-- Aim of the task --
Copy every one of the rows below verbatim, keeping each character and line break unchanged.

-- Data in this exercise --
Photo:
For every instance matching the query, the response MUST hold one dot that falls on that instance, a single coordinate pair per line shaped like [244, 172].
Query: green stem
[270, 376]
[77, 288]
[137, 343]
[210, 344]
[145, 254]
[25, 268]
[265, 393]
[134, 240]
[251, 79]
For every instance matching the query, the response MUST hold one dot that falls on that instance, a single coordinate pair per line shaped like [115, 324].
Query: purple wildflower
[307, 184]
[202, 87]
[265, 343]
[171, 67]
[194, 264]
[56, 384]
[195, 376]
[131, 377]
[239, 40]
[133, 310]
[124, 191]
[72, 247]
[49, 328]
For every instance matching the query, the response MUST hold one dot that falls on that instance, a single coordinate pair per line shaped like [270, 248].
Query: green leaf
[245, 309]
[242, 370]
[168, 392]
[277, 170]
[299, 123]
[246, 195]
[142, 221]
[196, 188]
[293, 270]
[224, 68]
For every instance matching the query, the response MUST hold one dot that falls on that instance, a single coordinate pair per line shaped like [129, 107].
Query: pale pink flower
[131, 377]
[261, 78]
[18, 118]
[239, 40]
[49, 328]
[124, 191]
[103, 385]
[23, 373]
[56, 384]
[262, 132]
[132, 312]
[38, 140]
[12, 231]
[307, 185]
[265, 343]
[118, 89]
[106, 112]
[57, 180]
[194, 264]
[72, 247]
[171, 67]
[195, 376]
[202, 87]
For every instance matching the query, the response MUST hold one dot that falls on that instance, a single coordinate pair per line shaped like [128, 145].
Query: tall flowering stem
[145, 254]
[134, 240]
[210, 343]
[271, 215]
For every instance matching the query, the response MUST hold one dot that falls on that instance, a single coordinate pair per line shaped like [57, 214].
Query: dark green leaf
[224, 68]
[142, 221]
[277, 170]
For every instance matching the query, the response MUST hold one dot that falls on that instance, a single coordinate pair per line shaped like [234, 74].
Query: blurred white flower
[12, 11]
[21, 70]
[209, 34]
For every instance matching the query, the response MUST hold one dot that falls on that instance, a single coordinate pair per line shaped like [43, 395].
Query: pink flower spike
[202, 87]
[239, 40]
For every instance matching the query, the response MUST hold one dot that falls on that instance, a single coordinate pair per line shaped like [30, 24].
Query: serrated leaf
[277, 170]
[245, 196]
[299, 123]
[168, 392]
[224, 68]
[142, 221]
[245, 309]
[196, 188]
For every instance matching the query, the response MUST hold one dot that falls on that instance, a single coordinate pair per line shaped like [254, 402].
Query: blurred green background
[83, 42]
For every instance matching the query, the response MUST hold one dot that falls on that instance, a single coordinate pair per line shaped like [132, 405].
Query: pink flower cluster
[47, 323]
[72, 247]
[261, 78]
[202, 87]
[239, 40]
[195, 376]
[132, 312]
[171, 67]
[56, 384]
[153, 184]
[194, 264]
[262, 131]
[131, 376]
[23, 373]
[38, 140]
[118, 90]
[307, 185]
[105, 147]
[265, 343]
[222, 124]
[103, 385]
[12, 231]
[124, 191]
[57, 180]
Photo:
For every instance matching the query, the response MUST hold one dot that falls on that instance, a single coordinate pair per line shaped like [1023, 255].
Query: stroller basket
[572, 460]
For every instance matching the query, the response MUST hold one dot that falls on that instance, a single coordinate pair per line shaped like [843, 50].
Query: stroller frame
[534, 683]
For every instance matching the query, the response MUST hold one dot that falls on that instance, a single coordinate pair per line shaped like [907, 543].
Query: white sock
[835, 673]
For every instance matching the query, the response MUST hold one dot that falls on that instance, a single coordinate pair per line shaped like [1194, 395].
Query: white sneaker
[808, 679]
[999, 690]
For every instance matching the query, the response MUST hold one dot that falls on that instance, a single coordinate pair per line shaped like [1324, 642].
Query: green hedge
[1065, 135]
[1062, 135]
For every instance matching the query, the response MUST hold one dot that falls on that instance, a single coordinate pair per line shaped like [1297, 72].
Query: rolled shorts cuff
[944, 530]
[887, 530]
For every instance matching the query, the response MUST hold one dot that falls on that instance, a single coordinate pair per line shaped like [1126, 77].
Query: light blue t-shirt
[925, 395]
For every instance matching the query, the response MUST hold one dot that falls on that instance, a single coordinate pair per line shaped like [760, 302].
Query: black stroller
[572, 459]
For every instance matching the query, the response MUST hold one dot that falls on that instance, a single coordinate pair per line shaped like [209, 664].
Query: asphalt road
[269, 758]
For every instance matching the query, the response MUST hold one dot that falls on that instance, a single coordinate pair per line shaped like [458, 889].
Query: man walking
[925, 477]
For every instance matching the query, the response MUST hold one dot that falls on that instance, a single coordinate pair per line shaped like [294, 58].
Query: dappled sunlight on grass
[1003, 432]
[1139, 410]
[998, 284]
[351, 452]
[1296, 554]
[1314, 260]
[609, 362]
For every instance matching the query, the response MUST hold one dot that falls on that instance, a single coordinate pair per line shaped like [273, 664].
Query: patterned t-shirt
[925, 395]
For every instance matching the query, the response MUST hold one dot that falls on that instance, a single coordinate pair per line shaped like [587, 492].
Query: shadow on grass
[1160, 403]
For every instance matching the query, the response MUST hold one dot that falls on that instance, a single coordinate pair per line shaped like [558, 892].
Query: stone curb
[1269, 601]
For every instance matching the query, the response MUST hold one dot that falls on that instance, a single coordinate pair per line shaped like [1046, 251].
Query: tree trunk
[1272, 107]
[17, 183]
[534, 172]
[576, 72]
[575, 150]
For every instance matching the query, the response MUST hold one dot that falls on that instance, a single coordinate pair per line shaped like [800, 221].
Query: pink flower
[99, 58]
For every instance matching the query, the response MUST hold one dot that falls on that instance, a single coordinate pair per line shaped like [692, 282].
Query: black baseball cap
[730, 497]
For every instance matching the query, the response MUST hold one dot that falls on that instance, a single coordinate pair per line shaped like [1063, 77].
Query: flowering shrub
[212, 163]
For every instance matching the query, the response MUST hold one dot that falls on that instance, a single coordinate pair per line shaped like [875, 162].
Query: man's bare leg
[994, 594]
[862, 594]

-- Exercise output --
Photo:
For every instance matching the query, the response MUST hold one dot that falls on that instance, a single coordinate pair per line shaped like [244, 172].
Query: green stem
[270, 376]
[77, 288]
[137, 343]
[210, 344]
[145, 254]
[25, 268]
[265, 393]
[134, 240]
[251, 79]
For every instance matching the query, the response MUST hold one dot that falls on that instance, a single coordinate pair per line shaped like [115, 324].
Query: purple wildflower
[307, 184]
[202, 87]
[265, 343]
[171, 67]
[194, 264]
[56, 384]
[195, 376]
[131, 377]
[239, 40]
[133, 310]
[124, 191]
[72, 247]
[49, 328]
For every instance matching the query, the response MUST hold one dot that falls on that instance, a single coordinate pair per line shaped like [270, 248].
Query: green leaf
[245, 309]
[242, 370]
[168, 392]
[277, 170]
[299, 123]
[246, 195]
[142, 221]
[196, 188]
[293, 270]
[224, 68]
For every instance matching the query, the response MUST hold one dot that falls on that instance, a single coordinate pair per line shaped like [129, 107].
Query: pale pink flower
[131, 377]
[261, 78]
[18, 118]
[239, 40]
[49, 328]
[124, 191]
[103, 385]
[23, 373]
[56, 384]
[262, 132]
[132, 312]
[38, 140]
[12, 231]
[307, 185]
[265, 343]
[118, 89]
[106, 112]
[57, 180]
[194, 264]
[72, 247]
[171, 67]
[195, 376]
[202, 87]
For every instance matching the query, the response MUST hold one dot that falls on that instance, a single coordinate pair per line shaped like [128, 145].
Query: tall flowering stem
[145, 254]
[134, 240]
[210, 343]
[271, 215]
For every instance matching the query, the response MUST hold one dot that falls on that instance, a single coordinate pair per line shaped like [57, 214].
Query: dark green leaf
[224, 68]
[142, 221]
[277, 170]
For every instance matching the query, the response MUST hold one dot that falls on that instance, a single coordinate pair per line shaped like [234, 74].
Query: blurred white flower
[12, 11]
[21, 70]
[209, 34]
For every instance matching the query, the response MUST hold one dot that falls on that instance, a single coordinate pair per line shaped like [43, 395].
Query: pink flower spike
[202, 87]
[239, 40]
For every instance matching the query, the response MUST hold one dot that falls on that instance, a single coordinate pair per line shaped like [30, 24].
Query: serrated leaf
[277, 170]
[245, 196]
[299, 123]
[168, 392]
[224, 68]
[142, 221]
[245, 309]
[196, 188]
For every instance matching the query, the response MUST hold one dot that falls on that instance, a single coordinate pair per line shaped like [254, 402].
Query: blurred green background
[83, 42]
For every instance matching the query, the response MUST hold one dot that falls on that instance, a single coordinate pair per line shaped like [132, 405].
Query: pink flower cluster
[47, 323]
[72, 247]
[261, 78]
[202, 87]
[239, 40]
[195, 376]
[132, 312]
[171, 67]
[56, 384]
[153, 184]
[194, 264]
[262, 131]
[131, 376]
[23, 373]
[38, 140]
[118, 90]
[307, 185]
[105, 147]
[265, 343]
[222, 124]
[103, 385]
[12, 231]
[124, 191]
[57, 180]
Photo:
For every instance matching the query, the response MUST hold one dot that falls on that instance, a single coordinate pair per line shaped like [1023, 255].
Query: stroller basket
[572, 460]
For every instance matching the query, the response MUST hold one dot that falls on that instance, a single coordinate pair per line shaped like [843, 50].
Query: stroller frame
[534, 683]
For every instance matching the query, the response MUST hold one dot that falls on that instance, a single coordinate pair per line shaped like [907, 543].
Query: white sock
[835, 673]
For every instance matching the query, the response MUST hold one dot that falls on that instance, a single coordinate pair per line shaped like [1194, 395].
Query: white sneaker
[808, 679]
[999, 690]
For every instance matching the query, the response MUST hold one dot that falls on that instance, a single coordinate pair per line shaped like [1324, 642].
Query: green hedge
[1065, 135]
[1062, 135]
For every instance matching the query, the response MUST hold one dot that falls on that instance, a single coordinate pair per line shaped like [1297, 72].
Query: rolled shorts cuff
[944, 530]
[887, 530]
For every instance matching the query, the response MUST hold one dot that falls on that instance, a single coordinate pair per line shaped like [1126, 77].
Query: light blue t-shirt
[925, 395]
For every instance matching the query, the response MUST hold one dot that falls on that instance, a single coordinate pair per line shaped like [760, 302].
Query: black stroller
[572, 459]
For every instance matching the query, the response MUST hold one dot that falls on that instance, a single coordinate pair per line shaped like [209, 664].
Query: asphalt road
[269, 758]
For every instance matching the query, the response MUST hold one dot that falls on that instance, a single coordinate pair per line shaped like [458, 889].
Query: man walking
[925, 477]
For every instance matching the query, the response MUST hold one dot that falls on that instance, a single coordinate pair per line shaped like [294, 58].
Query: dappled sunlight on grass
[1003, 432]
[1139, 410]
[998, 284]
[351, 452]
[1296, 554]
[1314, 260]
[609, 362]
For every instance matching the query, the response MUST hold one dot that falls on that instance, a single coordinate pair per line shaped like [273, 664].
Query: patterned t-shirt
[925, 395]
For every instance matching the query, the response MUST hold one dot that falls on that instance, a single coordinate pair per line shaped like [587, 492].
Query: shadow on grass
[1160, 403]
For every instance matching the query, the response MUST hold one dot that falls on that instance, a single coordinate pair per line shaped like [558, 892].
Query: stone curb
[1269, 601]
For every instance matching the query, the response MUST hold one dot that falls on that instance, a single coordinate pair per line shaped like [1046, 251].
Query: tree trunk
[1272, 107]
[17, 183]
[534, 172]
[576, 72]
[575, 150]
For every instance matching the query, the response MUST hold one dot that falls on that instance, a single coordinate pair per line shaped like [800, 221].
Query: pink flower
[99, 58]
For every instance matching the query, the response MUST hold one dot that falls on that instance, a single coordinate pair per line shaped like [692, 282].
Query: black baseball cap
[730, 497]
For every instance matching the query, the response MUST hold one dot that falls on that instance, a single coordinate pair per line shaped like [1063, 77].
Query: flowering shrub
[212, 163]
For every instance matching the query, the response MUST hold one dot that falls on that instance, a single coordinate pair per line shaped like [875, 162].
Query: man's bare leg
[994, 594]
[862, 594]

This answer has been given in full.